Streeck’s work sparked debate. A number of observations were raised in the media challenging his views, despite acknowledging some elements of truth in its analysis. Gustav Seibt argued, in the Suddeutsche Zeitung, that Streeck’s argument overlooks the Draussen, namely the reality that is external to Germany and involves different actors, which in turn influence the Chancellor’s decisions. What may seem as self-interest is often an unavoidable adjustment to sudden external changes: that is, the Draussen.
The overall cold reaction to Streeck’s thesis is also due to his generally negative outlook on European integration, which he describes as a neo-capitalist Trojan horse: this is the thesis he supports in his last book, Buying Time. The real challenge, Streeck claims, is not if, but how to protect Europe from the Chancellor, dismantling Schengen, Dublin and the euro itself.
Ordoliberalism as a public religion
Regardless of how the Merkel system theory should be assessed, the notion of a Germanization of Europe is not limited to the heirs to the Frankfurt school. It is a rather rooted and widely debated hypothesis in the European political arena, and not just by Eurosceptics and conspiracy theorists. In a recent book titled Europe’s Orphan, Financial Times journalist Martin Sandbu openly attacks Germany’s hegemonic claims, backed by French self-interest, and its paternalistic attitudes. Sandbu maintains that the monetary union has been a sound idea and should be preserved, as long as Berlin abandons its obsession for stability and its moralistic disapproval of debt.
Ordoliberalism has gradually become a “public religion” in the eyes of the German establishment, in particular within the CDU.
But what could trigger this cultural and political change? The cult for stability, and moralism too, are deeply rooted in Germany, owing to the Weimar period of economic collapse and to the ordoliberal doctrines elaborated by some of the founding fathers of the Federal Republic, such as Eucken and Ehrard. During a recent seminar held at the Berlin-based Hertie School of Governance, a number of scholars suggested that ordoliberalism has gradually become a “public religion” in the eyes of the German establishment, in particular within the CDU. Ordoliberal thought is essentially based upon the idea that state power is ultimately needed to entangle society and the political system through market rules and moral discipline. This is an approach that recalls Leibniz’s theism, centred around the metaphor of the “perfect clock”, at which God would merely look, after having created and regulated it himself. Ordoliberal supporters are quite ruthless when it comes to debtors: as Luther argued, to have a debt is to be guilty (Indeed, in German the word schuld means both guilt and debt). These attitudes of the German élite are confirmed by speeches held by Bundesbank President Weidmann. Speaking in Kronberg in 2014, for instance, he mentioned the amnesty policies adopted by Prussia in the eighteenth century, proudly specifying that these would exclude “murderers and debtors”. A joke, no doubt. In political contexts, however, jokes tend to mask evaluative messages (castigat ridendo mores, the Latins said).
Jens Weidman’s public speeches are often entertaining and punctuated by revealing metaphors. In November 2015, speaking in Paris he used an image about the EU during the crisis that is worth quoting in full:
“Take the example of a credit card. If it draws on your account, and you are the only one using it, then you will feel the consequences of splashing out. By the same token, if you share a credit card within your family that runs on a shared account, things should be fine as well. But if you give away your credit card without being able to rein in spending, the beneficiary might be unable to resist the urge to indulge. This is why the measures taken so far to contain the crisis have skewed the delicate balance between control and liability.”

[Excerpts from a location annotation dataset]
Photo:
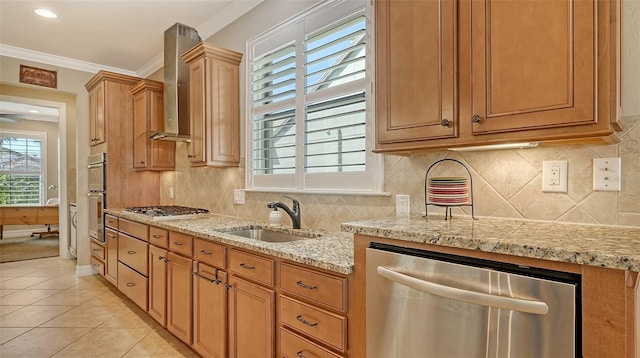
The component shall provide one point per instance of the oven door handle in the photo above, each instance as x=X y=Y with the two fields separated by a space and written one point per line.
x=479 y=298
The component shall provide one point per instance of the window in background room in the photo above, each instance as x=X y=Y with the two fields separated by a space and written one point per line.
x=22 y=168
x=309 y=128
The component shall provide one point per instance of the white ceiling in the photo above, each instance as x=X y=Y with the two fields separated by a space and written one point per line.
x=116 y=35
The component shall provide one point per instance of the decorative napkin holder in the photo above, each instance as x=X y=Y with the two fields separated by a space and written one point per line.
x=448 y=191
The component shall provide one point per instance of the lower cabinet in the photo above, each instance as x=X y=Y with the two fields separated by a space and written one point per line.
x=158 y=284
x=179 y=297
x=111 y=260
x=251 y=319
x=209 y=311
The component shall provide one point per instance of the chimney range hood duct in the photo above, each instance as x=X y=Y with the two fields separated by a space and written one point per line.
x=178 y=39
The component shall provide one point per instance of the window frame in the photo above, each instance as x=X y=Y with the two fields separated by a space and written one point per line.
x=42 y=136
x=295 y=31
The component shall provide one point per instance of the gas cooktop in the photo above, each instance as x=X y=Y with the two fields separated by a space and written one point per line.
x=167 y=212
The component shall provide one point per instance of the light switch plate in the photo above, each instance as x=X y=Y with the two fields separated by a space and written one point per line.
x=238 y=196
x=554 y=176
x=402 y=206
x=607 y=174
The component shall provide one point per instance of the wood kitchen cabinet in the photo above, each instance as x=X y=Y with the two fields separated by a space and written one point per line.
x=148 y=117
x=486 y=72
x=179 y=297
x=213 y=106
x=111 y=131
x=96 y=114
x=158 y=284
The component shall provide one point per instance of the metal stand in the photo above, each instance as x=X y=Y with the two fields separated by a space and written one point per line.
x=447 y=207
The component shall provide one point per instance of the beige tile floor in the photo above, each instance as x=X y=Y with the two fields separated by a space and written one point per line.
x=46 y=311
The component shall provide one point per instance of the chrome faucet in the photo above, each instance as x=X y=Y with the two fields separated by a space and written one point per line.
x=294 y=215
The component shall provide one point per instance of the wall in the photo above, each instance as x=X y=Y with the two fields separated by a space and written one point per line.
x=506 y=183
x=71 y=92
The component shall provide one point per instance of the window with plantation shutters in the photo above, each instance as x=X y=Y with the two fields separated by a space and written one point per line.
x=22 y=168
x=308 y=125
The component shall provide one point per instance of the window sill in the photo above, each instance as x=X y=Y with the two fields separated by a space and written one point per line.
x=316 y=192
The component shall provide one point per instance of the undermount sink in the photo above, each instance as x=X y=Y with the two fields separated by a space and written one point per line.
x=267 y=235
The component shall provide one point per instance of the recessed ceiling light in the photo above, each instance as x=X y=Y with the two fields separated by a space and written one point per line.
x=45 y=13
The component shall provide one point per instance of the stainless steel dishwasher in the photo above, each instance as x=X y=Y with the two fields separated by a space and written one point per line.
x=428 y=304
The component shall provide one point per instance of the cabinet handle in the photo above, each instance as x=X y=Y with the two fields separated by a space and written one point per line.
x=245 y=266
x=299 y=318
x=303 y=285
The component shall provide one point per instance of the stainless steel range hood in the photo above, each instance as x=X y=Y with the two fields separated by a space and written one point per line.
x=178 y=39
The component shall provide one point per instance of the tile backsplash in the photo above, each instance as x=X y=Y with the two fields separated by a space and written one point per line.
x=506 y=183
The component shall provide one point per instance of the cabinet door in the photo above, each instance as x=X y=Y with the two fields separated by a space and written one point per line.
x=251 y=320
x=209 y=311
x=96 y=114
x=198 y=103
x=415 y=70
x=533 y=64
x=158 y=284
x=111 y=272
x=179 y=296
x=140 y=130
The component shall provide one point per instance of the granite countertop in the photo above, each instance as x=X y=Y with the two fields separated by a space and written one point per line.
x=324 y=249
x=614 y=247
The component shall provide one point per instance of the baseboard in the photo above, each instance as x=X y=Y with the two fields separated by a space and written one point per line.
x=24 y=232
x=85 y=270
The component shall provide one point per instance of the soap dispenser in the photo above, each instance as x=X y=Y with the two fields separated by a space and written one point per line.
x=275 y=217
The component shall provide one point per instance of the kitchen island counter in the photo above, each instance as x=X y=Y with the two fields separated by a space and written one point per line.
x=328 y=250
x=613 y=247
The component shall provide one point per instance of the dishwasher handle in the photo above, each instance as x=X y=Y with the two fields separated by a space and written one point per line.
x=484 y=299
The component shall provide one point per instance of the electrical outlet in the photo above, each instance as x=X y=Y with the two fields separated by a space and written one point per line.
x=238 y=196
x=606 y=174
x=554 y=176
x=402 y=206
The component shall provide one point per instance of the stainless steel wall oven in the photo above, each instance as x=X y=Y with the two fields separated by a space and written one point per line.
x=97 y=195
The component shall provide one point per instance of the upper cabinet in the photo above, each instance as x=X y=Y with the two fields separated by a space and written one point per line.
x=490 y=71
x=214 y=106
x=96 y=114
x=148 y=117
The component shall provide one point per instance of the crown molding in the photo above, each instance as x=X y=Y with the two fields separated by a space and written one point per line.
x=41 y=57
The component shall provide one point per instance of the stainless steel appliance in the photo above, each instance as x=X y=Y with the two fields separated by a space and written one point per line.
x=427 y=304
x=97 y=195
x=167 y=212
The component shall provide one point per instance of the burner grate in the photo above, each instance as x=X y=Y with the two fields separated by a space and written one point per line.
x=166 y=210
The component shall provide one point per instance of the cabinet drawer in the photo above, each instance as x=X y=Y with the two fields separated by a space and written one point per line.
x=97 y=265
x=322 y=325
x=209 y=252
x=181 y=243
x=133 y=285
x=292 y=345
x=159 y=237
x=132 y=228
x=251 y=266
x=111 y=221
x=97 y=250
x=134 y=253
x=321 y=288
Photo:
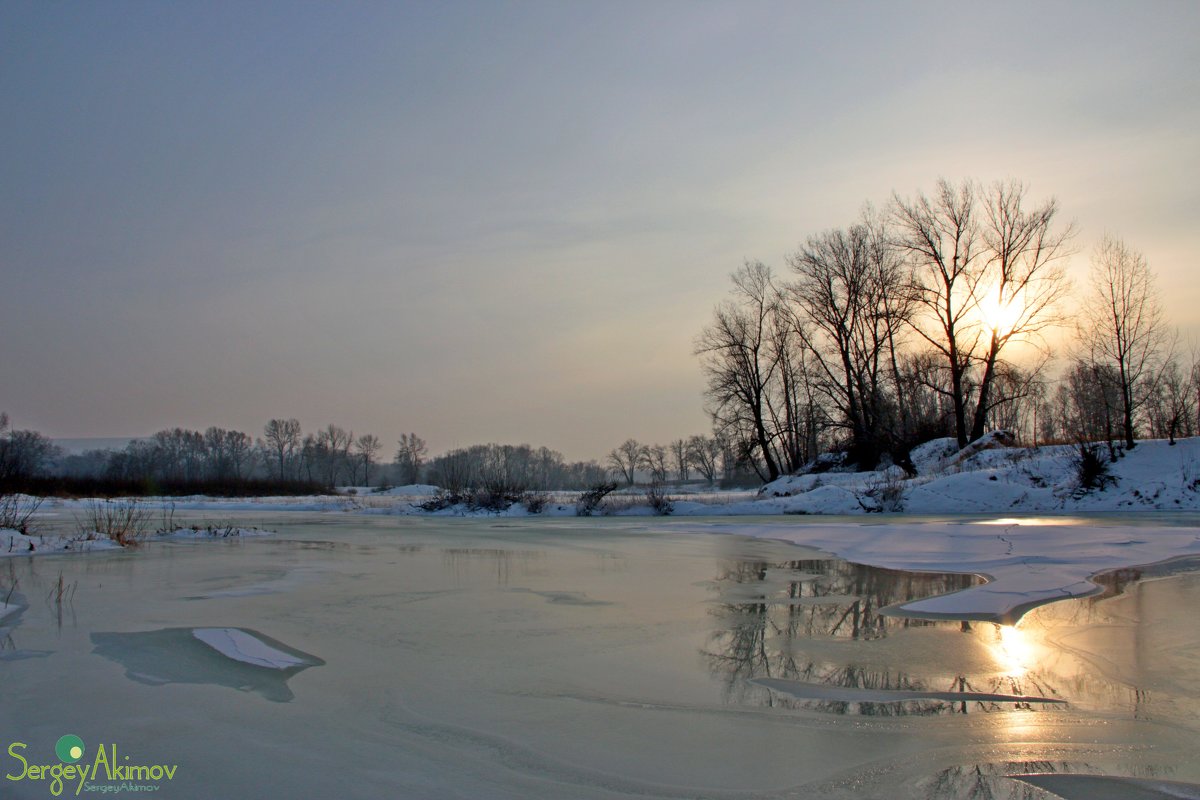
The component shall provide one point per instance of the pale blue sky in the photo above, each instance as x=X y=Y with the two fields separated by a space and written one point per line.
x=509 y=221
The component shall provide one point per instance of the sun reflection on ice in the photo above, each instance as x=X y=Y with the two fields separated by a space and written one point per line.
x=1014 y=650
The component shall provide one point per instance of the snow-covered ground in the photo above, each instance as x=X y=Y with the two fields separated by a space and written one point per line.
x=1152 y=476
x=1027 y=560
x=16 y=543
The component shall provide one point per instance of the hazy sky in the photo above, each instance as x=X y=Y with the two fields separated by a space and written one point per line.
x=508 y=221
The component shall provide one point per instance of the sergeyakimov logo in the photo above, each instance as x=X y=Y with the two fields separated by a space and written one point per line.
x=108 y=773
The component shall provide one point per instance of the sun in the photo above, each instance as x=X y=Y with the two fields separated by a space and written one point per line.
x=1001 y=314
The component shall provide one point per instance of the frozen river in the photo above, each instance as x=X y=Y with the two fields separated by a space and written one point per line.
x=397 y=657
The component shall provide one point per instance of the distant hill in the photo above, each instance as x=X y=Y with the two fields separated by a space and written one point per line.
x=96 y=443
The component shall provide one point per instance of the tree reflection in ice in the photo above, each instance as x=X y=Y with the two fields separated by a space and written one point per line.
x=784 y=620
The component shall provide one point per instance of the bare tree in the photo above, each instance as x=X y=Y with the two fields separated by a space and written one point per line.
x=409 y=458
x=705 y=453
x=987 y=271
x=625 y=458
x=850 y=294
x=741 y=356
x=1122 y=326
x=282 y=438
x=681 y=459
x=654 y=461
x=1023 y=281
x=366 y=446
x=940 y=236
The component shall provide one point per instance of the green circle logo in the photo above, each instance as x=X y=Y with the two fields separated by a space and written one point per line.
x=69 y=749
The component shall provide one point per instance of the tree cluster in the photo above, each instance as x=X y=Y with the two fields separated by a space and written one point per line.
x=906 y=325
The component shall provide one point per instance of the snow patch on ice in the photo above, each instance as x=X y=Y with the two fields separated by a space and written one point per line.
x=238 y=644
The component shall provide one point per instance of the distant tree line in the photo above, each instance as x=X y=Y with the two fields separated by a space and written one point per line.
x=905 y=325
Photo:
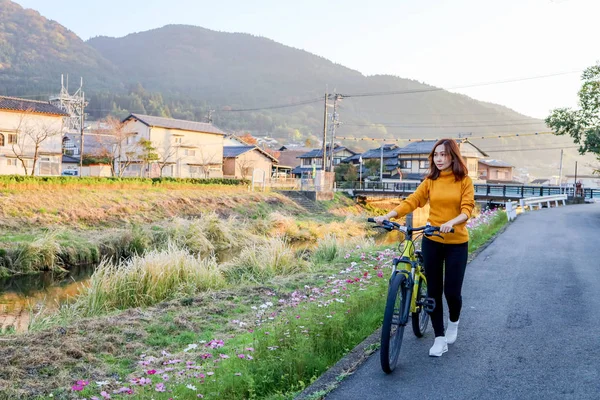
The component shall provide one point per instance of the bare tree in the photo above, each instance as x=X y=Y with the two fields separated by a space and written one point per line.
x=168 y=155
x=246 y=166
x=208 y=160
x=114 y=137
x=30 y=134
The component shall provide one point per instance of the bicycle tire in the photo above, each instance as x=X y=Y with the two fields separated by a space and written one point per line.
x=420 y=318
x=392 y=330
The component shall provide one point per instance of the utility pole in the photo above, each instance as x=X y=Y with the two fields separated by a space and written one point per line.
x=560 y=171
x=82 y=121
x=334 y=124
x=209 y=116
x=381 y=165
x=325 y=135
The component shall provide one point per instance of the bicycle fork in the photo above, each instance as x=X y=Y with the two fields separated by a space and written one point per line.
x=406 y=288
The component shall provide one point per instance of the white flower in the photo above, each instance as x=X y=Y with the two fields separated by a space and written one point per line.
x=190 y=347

---

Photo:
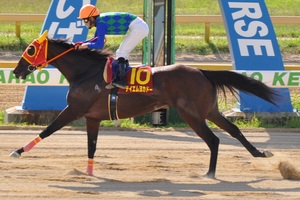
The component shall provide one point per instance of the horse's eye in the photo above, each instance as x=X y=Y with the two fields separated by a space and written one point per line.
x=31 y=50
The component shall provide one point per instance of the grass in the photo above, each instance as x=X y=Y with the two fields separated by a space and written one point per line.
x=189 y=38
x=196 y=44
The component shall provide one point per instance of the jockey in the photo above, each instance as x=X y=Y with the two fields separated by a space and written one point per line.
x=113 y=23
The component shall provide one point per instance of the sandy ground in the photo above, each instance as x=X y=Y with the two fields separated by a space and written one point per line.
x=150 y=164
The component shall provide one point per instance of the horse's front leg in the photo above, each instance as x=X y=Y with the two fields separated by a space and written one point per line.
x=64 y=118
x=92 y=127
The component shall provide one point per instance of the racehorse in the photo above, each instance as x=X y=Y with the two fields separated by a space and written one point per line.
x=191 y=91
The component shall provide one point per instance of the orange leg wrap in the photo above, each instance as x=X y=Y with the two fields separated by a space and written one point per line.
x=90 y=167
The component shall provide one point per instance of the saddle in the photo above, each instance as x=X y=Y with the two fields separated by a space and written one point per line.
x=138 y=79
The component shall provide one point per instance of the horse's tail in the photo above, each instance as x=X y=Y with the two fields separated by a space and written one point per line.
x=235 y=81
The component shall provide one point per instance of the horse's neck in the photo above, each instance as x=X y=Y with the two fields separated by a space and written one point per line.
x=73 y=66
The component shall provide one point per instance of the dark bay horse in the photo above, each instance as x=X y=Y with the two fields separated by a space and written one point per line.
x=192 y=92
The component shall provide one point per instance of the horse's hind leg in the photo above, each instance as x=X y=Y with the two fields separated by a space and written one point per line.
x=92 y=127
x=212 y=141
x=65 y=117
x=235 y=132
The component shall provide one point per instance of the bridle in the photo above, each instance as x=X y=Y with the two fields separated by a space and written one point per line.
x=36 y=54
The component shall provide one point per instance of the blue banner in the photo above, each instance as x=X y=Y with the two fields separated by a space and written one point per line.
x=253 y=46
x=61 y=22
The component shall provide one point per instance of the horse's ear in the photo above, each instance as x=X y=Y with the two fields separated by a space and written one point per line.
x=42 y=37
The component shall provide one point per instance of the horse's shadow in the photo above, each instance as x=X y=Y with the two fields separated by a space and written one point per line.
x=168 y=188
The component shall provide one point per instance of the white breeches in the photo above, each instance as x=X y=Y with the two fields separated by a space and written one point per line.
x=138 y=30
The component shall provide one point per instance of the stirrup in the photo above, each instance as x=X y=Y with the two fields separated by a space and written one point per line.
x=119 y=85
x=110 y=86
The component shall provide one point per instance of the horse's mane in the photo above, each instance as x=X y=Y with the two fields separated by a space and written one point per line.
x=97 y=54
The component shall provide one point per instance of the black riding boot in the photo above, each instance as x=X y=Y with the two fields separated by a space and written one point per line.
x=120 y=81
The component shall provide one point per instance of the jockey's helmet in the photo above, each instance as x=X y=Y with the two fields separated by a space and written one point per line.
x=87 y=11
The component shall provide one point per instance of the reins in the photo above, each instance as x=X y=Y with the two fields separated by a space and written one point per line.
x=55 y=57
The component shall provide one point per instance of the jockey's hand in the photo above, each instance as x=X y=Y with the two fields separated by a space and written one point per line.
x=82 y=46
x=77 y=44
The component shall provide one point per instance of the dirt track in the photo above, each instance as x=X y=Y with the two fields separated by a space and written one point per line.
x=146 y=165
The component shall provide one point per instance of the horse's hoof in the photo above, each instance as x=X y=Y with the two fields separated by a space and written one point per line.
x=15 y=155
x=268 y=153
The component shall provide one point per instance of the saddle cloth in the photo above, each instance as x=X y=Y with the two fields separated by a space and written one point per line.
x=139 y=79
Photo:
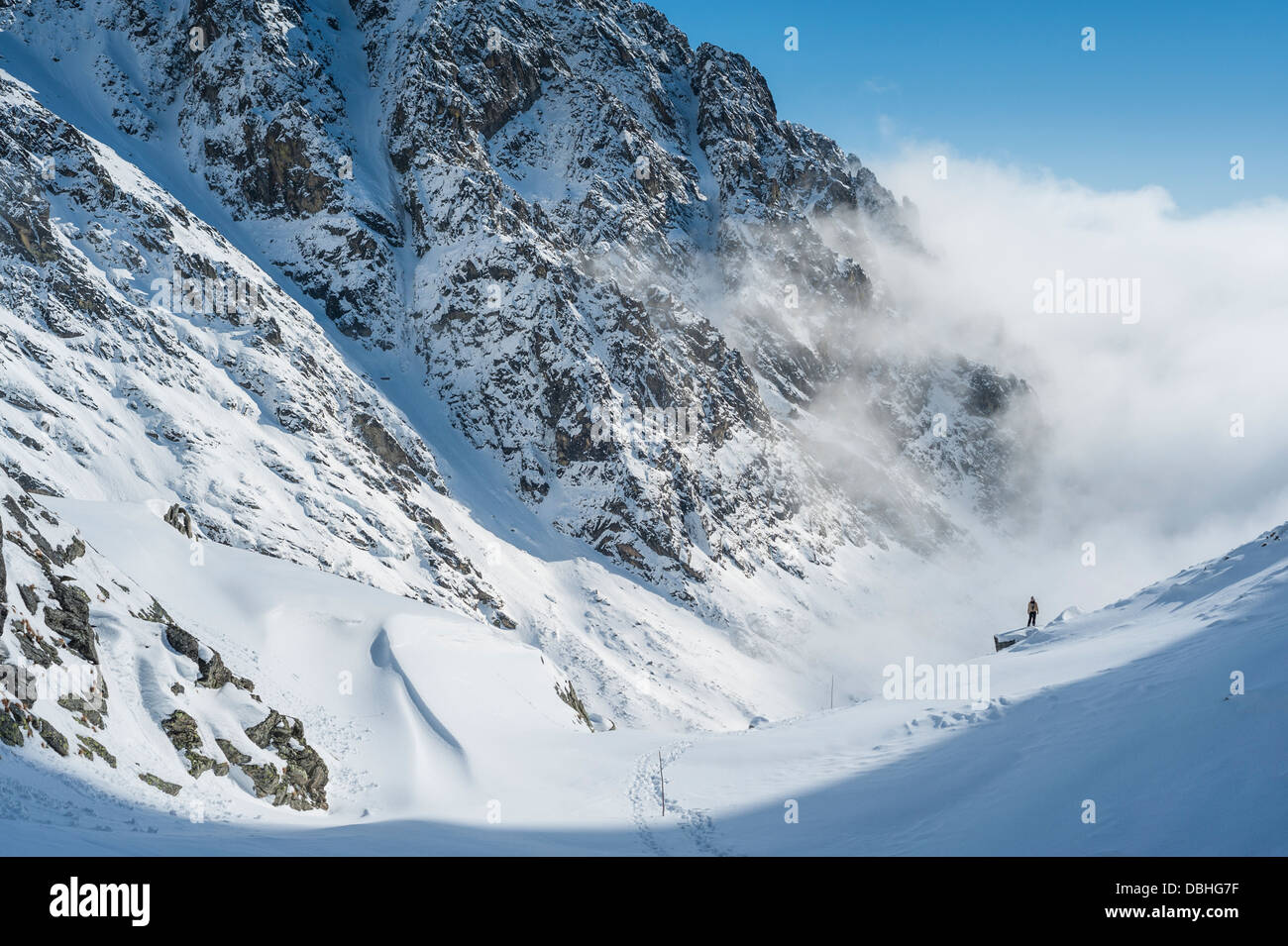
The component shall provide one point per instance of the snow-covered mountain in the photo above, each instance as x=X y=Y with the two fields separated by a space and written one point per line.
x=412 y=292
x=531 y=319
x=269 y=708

EXERCISES |
**A.** In the listing, rewrite the stretch from the line containing "the distant tree" through the line containing "x=190 y=347" as a JSON list of strings, with one string per line and blank lines omitted. Leave the pictures out of the answer.
**B.** Extend the passage on German ordoliberalism from the point where it stops.

TASK-BY-TASK ANSWERS |
**A.**
[
  "The component shall provide one point per instance of the distant tree line in the photo above, each instance as x=X y=Y with the two fields separated by a space and written one point per line.",
  "x=905 y=325",
  "Photo:",
  "The component shall provide one point per instance of the bare tree in the photo above, each instance as x=X y=Y with the two fields separated by a space and written one point per line.",
  "x=168 y=155",
  "x=246 y=166",
  "x=208 y=160",
  "x=114 y=137",
  "x=30 y=134",
  "The component shall provide one point per instance of the bicycle tire in the photo above, each instance as x=X y=Y with the two fields separated by a space and written one point per line.",
  "x=420 y=318",
  "x=392 y=330",
  "The component shall provide one point per instance of the utility pole in the photo above, each instance as x=X y=Y with the two fields separated by a space and written one point per line.",
  "x=560 y=171",
  "x=82 y=121",
  "x=334 y=124",
  "x=209 y=116",
  "x=381 y=165",
  "x=325 y=135",
  "The component shall provide one point per instance of the bicycle fork in the photo above, each instance as x=X y=Y with the two fields separated by a space and written one point per line.",
  "x=406 y=288",
  "The component shall provide one point per instance of the white flower in the photo above, each instance as x=X y=Y with the two fields separated by a space and written one point per line.",
  "x=190 y=347"
]

**B.**
What is striking about the example is the implicit suggestion that the EU is far from being a family: the “control and liability” principle typically regulates relations among strangers, whom you cannot trust because they are very likely to “indulge” and splash out. But the EMU is not a union of strangers, and debtors are not morally incapable to “behave” by definition. The Founding Fathers frequently spoke of the peoples of Europe as belonging to the same family. The idea of a shared account would not have been considered inappropriate by them.
At the beginning of the twentieth century, Max Weber described the nature and operation of “neighbourhood communities” (Nachbargemeinschaften), characterized by durable spatial proximity, historical and cultural affinities. In case of need or emergency, such communities must work principles of “sober brotherhood”, capable of going beyond the shopkeeper mentality (Weber’s expression). It is precisely “sober brotherhood” that inspired some of the most noble moments in European history (benefitting more or less each Member State over time, including Germany).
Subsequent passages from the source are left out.